Could you reproduce the lines below from the one with "Task: locate the sky, a" through the one with "Task: locate the cross"? Keep both ends and add nothing.
------------------------
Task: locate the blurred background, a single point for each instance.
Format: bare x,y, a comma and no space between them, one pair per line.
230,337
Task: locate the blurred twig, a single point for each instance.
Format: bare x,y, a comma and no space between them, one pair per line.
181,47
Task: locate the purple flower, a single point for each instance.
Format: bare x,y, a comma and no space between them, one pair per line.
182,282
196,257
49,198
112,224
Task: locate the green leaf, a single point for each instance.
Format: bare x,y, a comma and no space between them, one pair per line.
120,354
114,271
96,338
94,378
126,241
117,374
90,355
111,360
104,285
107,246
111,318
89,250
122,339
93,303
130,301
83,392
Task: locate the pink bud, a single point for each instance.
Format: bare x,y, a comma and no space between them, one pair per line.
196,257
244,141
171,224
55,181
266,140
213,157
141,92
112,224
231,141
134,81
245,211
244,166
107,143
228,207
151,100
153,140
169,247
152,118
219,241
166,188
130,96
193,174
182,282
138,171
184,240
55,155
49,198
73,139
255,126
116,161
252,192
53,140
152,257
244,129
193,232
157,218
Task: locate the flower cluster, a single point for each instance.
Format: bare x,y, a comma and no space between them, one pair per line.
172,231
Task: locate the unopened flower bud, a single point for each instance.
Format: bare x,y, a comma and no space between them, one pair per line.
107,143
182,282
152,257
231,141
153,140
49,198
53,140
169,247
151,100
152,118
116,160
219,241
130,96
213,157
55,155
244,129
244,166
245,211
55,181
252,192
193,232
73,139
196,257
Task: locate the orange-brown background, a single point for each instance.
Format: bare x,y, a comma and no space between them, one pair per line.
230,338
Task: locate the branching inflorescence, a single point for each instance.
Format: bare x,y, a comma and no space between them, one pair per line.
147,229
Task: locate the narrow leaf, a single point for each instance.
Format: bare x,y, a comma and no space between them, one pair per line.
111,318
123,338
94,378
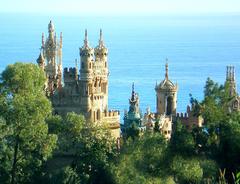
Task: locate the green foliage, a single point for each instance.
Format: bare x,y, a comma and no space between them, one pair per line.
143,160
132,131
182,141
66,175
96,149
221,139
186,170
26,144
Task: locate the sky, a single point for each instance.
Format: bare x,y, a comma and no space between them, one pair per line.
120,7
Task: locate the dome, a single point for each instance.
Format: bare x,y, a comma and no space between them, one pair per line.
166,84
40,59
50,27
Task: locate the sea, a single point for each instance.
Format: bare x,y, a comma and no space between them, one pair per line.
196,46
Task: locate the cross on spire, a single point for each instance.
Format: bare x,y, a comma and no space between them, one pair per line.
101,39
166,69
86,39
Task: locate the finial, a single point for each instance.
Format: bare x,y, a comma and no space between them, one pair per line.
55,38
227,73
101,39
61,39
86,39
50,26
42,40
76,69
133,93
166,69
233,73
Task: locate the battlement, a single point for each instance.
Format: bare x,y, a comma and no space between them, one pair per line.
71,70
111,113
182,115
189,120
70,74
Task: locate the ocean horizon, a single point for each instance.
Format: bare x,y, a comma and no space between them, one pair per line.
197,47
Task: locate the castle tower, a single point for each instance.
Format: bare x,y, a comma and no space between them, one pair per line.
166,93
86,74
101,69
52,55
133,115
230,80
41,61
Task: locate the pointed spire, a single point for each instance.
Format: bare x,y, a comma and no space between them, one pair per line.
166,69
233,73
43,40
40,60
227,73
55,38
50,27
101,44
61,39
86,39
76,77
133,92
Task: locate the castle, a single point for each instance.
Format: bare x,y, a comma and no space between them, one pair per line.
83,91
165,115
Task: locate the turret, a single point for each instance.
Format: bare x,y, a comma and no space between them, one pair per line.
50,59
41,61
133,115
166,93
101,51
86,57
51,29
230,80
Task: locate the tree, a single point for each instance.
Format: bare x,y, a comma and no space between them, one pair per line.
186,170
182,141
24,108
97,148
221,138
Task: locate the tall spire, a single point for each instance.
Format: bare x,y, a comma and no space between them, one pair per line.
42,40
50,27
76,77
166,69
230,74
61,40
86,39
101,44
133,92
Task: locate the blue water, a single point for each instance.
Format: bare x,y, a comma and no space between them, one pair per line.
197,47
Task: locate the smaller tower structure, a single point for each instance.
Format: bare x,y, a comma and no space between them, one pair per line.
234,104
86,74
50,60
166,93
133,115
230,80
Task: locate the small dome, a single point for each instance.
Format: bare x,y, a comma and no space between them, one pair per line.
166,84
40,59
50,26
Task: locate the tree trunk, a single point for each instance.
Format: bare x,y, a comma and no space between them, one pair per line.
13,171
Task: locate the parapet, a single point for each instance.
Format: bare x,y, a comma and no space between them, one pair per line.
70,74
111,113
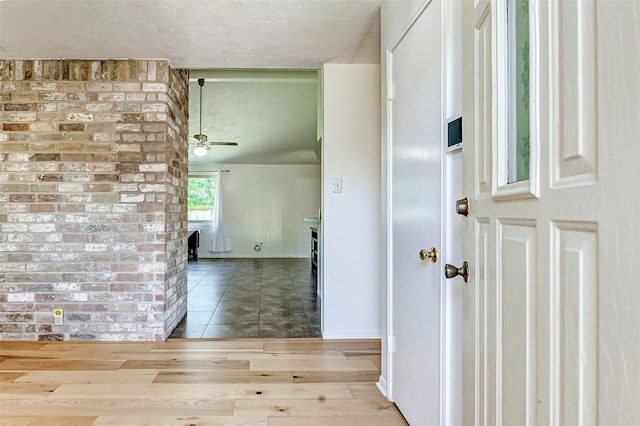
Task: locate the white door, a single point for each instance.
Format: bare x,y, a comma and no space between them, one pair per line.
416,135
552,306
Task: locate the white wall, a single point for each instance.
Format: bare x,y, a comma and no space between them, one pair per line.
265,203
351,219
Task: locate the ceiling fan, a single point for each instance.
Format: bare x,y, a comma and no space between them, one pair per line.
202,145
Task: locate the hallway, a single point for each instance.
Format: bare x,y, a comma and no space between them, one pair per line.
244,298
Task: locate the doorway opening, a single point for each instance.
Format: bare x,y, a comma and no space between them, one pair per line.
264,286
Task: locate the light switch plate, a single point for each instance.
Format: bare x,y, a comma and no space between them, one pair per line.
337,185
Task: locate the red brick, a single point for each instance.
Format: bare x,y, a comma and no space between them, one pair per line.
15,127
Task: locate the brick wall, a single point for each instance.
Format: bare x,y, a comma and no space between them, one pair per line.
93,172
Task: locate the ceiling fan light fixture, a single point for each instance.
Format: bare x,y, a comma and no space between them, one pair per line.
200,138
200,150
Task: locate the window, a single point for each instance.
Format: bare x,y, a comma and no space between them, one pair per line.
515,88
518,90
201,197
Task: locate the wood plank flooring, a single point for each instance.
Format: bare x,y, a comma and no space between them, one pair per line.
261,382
------------------------
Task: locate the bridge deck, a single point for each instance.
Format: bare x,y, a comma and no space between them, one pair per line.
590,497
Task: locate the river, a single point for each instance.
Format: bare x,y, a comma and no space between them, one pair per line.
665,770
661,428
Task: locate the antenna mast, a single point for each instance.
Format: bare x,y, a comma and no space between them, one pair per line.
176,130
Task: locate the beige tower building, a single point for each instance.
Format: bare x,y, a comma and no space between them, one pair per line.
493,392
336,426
------------------------
» EXERCISE OUTPUT
Task: locate the sky, a single point for each instance.
Format: bare x,y, a comma and no space between them, one pair per line.
120,7
Task: locate the dome, a single point for each instance.
Format: bare x,y, a comma and no space between them, one pair per line.
166,84
40,59
50,27
Task: locate the sea, a single point for each instance.
Format: bare x,y, a comma and no space between them, one pair per line.
196,46
Task: locate the cross on spire, a single point for each instance.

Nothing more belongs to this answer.